**Directions for this task:** Rewrite the data below as a numbered list, one line per item, and omit any blank lines.

********************

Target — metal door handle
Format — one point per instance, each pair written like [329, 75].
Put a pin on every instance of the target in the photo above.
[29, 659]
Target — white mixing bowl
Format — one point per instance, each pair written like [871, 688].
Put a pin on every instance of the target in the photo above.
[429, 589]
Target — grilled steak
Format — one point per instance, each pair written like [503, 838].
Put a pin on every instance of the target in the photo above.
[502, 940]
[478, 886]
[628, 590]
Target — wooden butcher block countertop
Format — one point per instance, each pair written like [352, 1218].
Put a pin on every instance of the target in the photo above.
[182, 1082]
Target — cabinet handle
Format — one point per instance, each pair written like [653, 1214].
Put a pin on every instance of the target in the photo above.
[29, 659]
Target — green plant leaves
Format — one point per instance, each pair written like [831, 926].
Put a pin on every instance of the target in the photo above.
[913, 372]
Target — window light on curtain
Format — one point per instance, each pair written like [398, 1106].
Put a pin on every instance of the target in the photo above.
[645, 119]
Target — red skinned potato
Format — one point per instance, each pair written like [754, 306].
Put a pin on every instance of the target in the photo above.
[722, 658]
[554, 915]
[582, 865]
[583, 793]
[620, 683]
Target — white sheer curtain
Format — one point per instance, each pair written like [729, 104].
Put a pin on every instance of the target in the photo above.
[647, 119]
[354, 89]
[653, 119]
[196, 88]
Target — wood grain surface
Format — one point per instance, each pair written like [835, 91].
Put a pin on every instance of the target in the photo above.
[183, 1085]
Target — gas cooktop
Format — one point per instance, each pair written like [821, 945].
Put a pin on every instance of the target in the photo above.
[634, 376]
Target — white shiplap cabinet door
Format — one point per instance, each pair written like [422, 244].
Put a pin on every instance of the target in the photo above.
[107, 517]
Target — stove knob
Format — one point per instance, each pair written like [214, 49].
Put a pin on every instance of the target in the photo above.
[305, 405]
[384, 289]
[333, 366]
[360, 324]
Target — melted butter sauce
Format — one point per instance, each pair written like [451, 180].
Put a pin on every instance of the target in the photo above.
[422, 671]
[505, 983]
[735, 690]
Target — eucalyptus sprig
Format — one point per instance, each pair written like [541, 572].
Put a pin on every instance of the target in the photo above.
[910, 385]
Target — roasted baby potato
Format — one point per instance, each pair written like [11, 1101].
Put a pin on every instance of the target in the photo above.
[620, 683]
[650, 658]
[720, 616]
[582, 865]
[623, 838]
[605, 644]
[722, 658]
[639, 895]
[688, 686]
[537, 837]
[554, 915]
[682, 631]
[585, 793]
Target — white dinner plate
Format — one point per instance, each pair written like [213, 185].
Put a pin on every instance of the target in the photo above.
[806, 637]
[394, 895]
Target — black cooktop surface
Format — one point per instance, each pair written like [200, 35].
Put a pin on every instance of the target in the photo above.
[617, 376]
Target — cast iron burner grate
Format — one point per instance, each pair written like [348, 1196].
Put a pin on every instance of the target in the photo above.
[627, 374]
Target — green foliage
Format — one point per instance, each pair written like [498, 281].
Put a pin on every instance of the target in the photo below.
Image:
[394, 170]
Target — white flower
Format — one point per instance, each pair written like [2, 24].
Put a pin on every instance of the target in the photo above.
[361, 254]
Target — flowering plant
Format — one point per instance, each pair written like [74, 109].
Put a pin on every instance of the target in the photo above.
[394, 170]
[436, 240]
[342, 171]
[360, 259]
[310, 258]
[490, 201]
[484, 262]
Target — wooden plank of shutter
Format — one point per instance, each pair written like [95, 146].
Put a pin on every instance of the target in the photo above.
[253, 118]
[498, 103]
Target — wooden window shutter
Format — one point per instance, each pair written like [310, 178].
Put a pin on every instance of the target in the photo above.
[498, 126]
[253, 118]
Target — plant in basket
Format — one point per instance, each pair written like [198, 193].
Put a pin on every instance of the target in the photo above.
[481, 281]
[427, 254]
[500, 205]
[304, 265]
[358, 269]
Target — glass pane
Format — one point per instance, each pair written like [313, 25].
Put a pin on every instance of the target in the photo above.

********************

**Full answer:**
1. Target — metal door handle
2. Format — one point per instance, each pair written like [329, 75].
3. Put a pin on every instance of the target in the photo above.
4. [29, 659]
5. Target — white mixing bowl
6. Format — one point per instance, each pair written like [871, 688].
7. Put a pin on every instance of the target in the photo above.
8. [429, 589]
9. Target — grilled steak
10. Format — one point per instance, each pair written like [503, 838].
11. Put a pin on every instance of the target in the photo above.
12. [502, 940]
13. [478, 886]
14. [628, 590]
15. Target — wooden butcher block countertop
16. Format — one point per instance, each pair written like [352, 1218].
17. Put a pin on every instance of the target in the photo above.
18. [182, 1082]
19. Target — cabinet handle
20. Format — one point per instance, each pair written like [653, 1214].
21. Put a pin on every instance of the target in the photo above.
22. [29, 659]
23. Target — green plant leaves
24. Format — one point per instance, each pair written like [831, 926].
25. Put a pin on every instance of the target in the photo above.
26. [913, 372]
27. Target — window light on curtain
28. Format — one point per instance, each pair written like [398, 1106].
29. Put a pin on every instance of the target in the photo above.
30. [645, 119]
31. Target — red skinned potato
32. Format — one point per instance, each pair written like [754, 306].
33. Put a pin on every instance of the target in the photo above.
34. [722, 658]
35. [554, 915]
36. [582, 865]
37. [583, 793]
38. [620, 683]
39. Target — white sheer curtain
40. Format — one point per instance, each pair written like [729, 104].
41. Put a pin on every instance of the target in the photo above.
42. [647, 119]
43. [354, 89]
44. [653, 119]
45. [196, 88]
46. Target — wood grain surface
47. Format — one point per instance, each pair written like [835, 91].
48. Put a pin on every instance of the target in the photo above.
49. [183, 1085]
50. Target — gas cooktop
51. Format — one point per instance, each pair written like [821, 945].
52. Put a pin on every instance of the target in the photo above.
53. [634, 376]
54. Target — white shiplap cabinet door
55. Format — one point per instance, each pair written like [422, 244].
56. Put a pin on every instance of the target in the photo above.
57. [107, 517]
58. Target — stove knob
59. Format — one point per instance, each pair written like [214, 49].
60. Put a pin on every instance of the target in the photo above.
61. [305, 405]
62. [384, 289]
63. [333, 366]
64. [360, 324]
65. Target — melted butter sauce
66. Format — one point per instance, each pair written like [451, 180].
67. Put a pin on every instance of the target in the photo above.
68. [422, 671]
69. [505, 983]
70. [735, 690]
71. Target — eucalyptus sprig
72. Format — one point per instance, each pair written like [541, 572].
73. Put a pin on every instance of the target in the photo above.
74. [910, 385]
75. Target — roasted baby potato
76. Format — one point per instance, each pair written like [11, 1101].
77. Put a pin on every instance of the target in the photo above.
78. [620, 683]
79. [650, 658]
80. [720, 616]
81. [582, 865]
82. [623, 838]
83. [605, 644]
84. [722, 658]
85. [639, 895]
86. [688, 686]
87. [537, 837]
88. [554, 915]
89. [682, 631]
90. [585, 793]
91. Target — white dinner plate
92. Format — one point per instance, each pair written like [213, 185].
93. Put a pin on every instance of the target in the photo above.
94. [806, 637]
95. [394, 895]
96. Target — black cooktop surface
97. Format — one point per instance, each pair written like [200, 35].
98. Put a pin on every instance of the target in the photo above.
99. [617, 376]
100. Target — cast iron burner grate
101. Format — one point per instance, each pair written like [348, 1196].
102. Put a pin on every instance of the target in the photo above.
103. [627, 374]
104. Target — green foliage
105. Format — one point per instance, each pair written like [498, 281].
106. Put a pin on every instance of the target in the photo below.
107. Image:
108. [394, 170]
109. Target — white flower
110. Format — one point per instance, each pair written like [2, 24].
111. Put a pin on every instance of the target in the photo above.
112. [361, 254]
113. Target — flowering plant
114. Format — one point per instance, each pair written like [74, 109].
115. Put a pin on every instance of the target in the photo above.
116. [394, 170]
117. [436, 240]
118. [342, 171]
119. [360, 259]
120. [310, 258]
121. [490, 201]
122. [484, 262]
123. Target — wooden plank of shutter
124. Format — one point per instance, each pair written like [95, 146].
125. Put a pin on every instance of the target in the photo above.
126. [253, 118]
127. [498, 103]
128. Target — wooden window shutter
129. Format — one point per instance, each pair written like [310, 178].
130. Put a pin on every instance of the target in the photo above.
131. [498, 126]
132. [253, 118]
133. Target — plant in basket
134. Format — one point per instance, each pair written like [198, 193].
135. Put a pin on every instance of the target in the photo above.
136. [481, 281]
137. [427, 254]
138. [500, 205]
139. [304, 265]
140. [358, 269]
141. Target — glass pane
142. Format — one point per instance, each pair written like [313, 25].
143. Put a pin on every instance of the target in the photo above.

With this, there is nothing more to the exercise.